Die Aufgabe: Gib aus dem folgenden Interview mit Synodenpräses Irmgard Schwaetzer den Abschnitt von „Frau Schwaetzer, am“ bis einschließlich „Kirchenparlament zu besprechen?“ wortgetreu aus.

Ausgangsdokument:
Synodenpräses Irmgard Schwaetzer.
Foto: epd-bild / Jürgen Blume
Synodenpräses Irmgard Schwaetzer. Ab Sonntag (12.11.17) tagt das Parlament der Evangelischen Kirche in Deutschland (EKD) in Bonn.
Synodenpräses Schwaetzer: Kirche braucht Perspektivwechsel
Von kommenden Sonntag (12.11.2017) an tagt das Parlament der Evangelischen Kirche in Deutschland (EKD) in Bonn. Die Synode wird noch einmal auf das Jahr des 500. Reformationsjubiläums zurückblicken. Synodenpräses Irmgard Schwaetzer sprach mit dem Evangelischen Pressedienst (epd) über Zukunftspläne der Kirche und darüber, welche Themen bei dem viertägigen Treffen noch auf der Tagesordnung stehen.
07.11.2017
epd
Corinna Buschow und Karsten Frerichs

Frau Schwaetzer, am 12. November kommt die Synode der Evangelischen Kirche in Deutschland (EKD) in Bonn zu ihrer Jahrestagung zusammen. Was gibt es im Kirchenparlament zu besprechen?

Irmgard Schwaetzer: Wir haben ein volles Programm, bei dem nach Abschluss des 500. Reformationsjubiläums vor wenigen Tagen das Schwerpunktthema "Zukunft auf gutem Grund" im Mittelpunkt steht. Am Sonntag geht es los mit dem Eröffnungsgottesdienst und Grußworten von Ministerpräsident Armin Laschet (CDU) sowie dem Kölner Kardinal Rainer Maria Woelki.

Auflistung:

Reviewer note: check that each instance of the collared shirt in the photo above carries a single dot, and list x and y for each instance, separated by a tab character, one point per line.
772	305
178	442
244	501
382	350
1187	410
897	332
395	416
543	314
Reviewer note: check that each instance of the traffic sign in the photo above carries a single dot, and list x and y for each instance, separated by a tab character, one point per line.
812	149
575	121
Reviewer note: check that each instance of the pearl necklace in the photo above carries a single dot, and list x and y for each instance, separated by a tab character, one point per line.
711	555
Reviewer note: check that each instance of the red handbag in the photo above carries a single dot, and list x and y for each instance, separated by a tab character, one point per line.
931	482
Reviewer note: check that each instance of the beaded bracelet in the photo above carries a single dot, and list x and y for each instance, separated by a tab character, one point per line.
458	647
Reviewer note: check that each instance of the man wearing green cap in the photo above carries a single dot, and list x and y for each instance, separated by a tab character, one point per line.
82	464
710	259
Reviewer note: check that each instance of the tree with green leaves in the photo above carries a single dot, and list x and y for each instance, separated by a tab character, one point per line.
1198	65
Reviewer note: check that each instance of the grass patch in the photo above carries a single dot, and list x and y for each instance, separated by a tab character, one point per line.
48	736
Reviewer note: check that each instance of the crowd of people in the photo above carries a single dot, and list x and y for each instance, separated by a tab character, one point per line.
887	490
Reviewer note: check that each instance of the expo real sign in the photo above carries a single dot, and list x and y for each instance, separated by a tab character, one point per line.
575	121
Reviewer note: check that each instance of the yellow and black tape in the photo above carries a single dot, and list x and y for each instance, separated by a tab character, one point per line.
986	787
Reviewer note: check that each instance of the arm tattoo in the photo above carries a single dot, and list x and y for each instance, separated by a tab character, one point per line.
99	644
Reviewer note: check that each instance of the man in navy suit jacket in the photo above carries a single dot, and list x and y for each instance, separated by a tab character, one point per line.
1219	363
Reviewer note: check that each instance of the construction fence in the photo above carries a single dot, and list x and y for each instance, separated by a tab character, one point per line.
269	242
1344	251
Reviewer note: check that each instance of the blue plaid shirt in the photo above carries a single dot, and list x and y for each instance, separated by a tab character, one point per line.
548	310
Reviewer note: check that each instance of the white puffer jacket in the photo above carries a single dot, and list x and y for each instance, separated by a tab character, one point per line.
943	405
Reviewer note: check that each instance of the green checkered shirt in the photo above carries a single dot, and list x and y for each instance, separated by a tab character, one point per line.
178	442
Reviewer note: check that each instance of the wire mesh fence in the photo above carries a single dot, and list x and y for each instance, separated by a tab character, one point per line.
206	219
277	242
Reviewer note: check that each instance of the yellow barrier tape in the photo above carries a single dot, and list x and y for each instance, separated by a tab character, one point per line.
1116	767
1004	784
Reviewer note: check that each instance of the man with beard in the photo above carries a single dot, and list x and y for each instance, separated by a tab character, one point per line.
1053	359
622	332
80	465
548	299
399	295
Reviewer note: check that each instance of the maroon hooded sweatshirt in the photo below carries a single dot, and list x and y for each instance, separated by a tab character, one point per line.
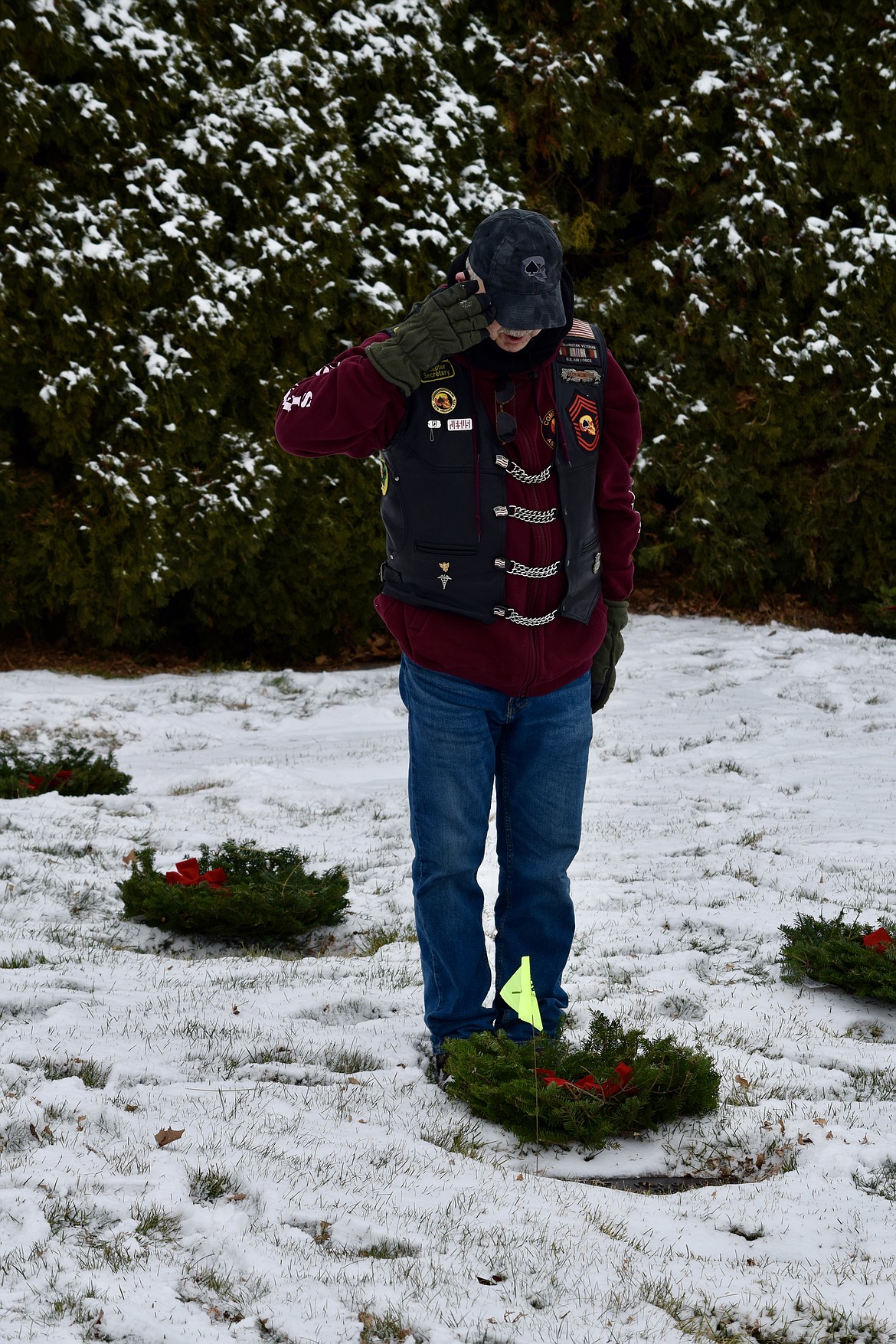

Antwort zur Übung:
Frau Schwaetzer, am 12. November kommt die Synode der Evangelischen Kirche in Deutschland (EKD) in Bonn zu ihrer Jahrestagung zusammen. Was gibt es im Kirchenparlament zu besprechen?